### Exercises
1. How much money did the Reading Burma benefit described in the news report below raise, and for which organization?
2. Extend the news report on the Reading Burma benefit, picking up after its final sentence.
━━━ Given text
New York, New York, September 24, 2008—Salman Rushdie, Orhan Pamuk, Kiran Desai, Siri Hustvedt, Joseph Lelyveld, Paulo Sergio Pinheiro, and George Packer shared the stage of the Great Hall of Cooper Union last night with the Venerable U Gawsita, one of the leaders of last year’s “Saffron Revolution,” and more than a dozen other monks as PEN American Center paid tribute to the thousands of writers, monks, and ordinary Burmese citizens who have risked their lives to further freedom of expression in Burma.

Reading Burma: A Benefit for Cyclone Relief and Freedom of Expression in Burma/Myanmar brought last year’s brutal crackdown and the military regime’s mismanagement of the response to Cyclone Nargis earlier this year to life through a series of readings, images, and a moving on-stage interview. More than 650 people attended the event, which raised over $13,500 for the International Burmese Monks Organization, a network of Buddhist monks distributing relief aid to the victims of Cyclone Nargis.

Salman Rushdie opened the evening by observing that “for the past two decades, there are few countries that have been tougher on writers than Burma”—but that PEN’s efforts on behalf of Burmese writers have been complicated by the failure of the United States to protect basic human rights. “Tonight we will hear accounts of governmental neglect and incompetence in response to Cyclone Nargis, of the suppression of information and official propaganda, of hooded prisoners and torture and abusive detentions,” Rushdie said. “It is a deeply disturbing sign of the times that so many of these passages hit so close to home.”
━━━━━━
━━━ Items
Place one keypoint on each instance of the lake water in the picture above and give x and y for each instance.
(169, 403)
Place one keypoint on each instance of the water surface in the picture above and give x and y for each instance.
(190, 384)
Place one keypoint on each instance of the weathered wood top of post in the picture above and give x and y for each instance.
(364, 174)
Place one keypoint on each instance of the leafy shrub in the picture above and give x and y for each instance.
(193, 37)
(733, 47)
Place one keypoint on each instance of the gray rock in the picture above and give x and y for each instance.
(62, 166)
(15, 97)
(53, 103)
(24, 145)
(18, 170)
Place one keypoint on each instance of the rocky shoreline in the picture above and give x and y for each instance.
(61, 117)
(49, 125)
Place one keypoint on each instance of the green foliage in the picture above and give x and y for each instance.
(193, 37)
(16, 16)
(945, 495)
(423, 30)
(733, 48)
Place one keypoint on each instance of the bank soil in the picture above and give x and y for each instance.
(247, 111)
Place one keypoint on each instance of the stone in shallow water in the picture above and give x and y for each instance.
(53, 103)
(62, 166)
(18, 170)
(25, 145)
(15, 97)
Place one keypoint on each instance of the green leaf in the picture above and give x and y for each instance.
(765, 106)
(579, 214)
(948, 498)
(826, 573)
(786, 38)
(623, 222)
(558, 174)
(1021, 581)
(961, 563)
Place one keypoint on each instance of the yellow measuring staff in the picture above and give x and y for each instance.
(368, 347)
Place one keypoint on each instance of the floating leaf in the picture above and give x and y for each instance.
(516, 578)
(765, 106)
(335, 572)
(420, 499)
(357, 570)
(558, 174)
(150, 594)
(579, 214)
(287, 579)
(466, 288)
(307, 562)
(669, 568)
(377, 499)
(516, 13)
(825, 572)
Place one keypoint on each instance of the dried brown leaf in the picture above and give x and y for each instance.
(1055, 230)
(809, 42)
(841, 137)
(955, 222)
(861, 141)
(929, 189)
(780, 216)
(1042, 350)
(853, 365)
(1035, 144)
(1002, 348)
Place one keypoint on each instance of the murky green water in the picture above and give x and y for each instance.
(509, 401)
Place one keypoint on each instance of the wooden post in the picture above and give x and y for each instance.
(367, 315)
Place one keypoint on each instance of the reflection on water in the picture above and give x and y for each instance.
━━━━━━
### Expected outputs
1. Over $13,500, for the International Burmese Monks Organization.

2.
Maureen Aung-Thwin, who directs the Open Society Institute’s Burma Project—which co-sponsored the program together with the New York Review of Books—denounced a wave of cyber-attacks earlier this week against leading exile news and information web sites, and paid tribute to the monks and nuns of Burma, who “were the first—and in many places the only—responders for over two million victims of the cyclone,” and who “continue to be hounded, jailed, and derobed at will.”

The essential role Burma’s Buddhist Sangha, or monastic community, plays as a pillar of civil society was highlighted throughout the evening. After a brief film with stirring scenes from last year’s Sangha-led peaceful demonstrations and harrowing footage of the government’s violent crackdown, author and New Yorker staff writer George Packer sat down with the Venerable U Gawsita, one of the leaders of those protests. Soft-spoken and regal, the monk told Packer that the protest marches had been designed to urge the government into dialogue with a population suffering from a five-fold increase in fuel prices, and that they had been carried out with the full awareness that there was a grave risk of a violent response. His monastery, which also runs an AIDS hospice in defiance of the government, was attacked by soldiers and he and a number of other monks were severely beaten.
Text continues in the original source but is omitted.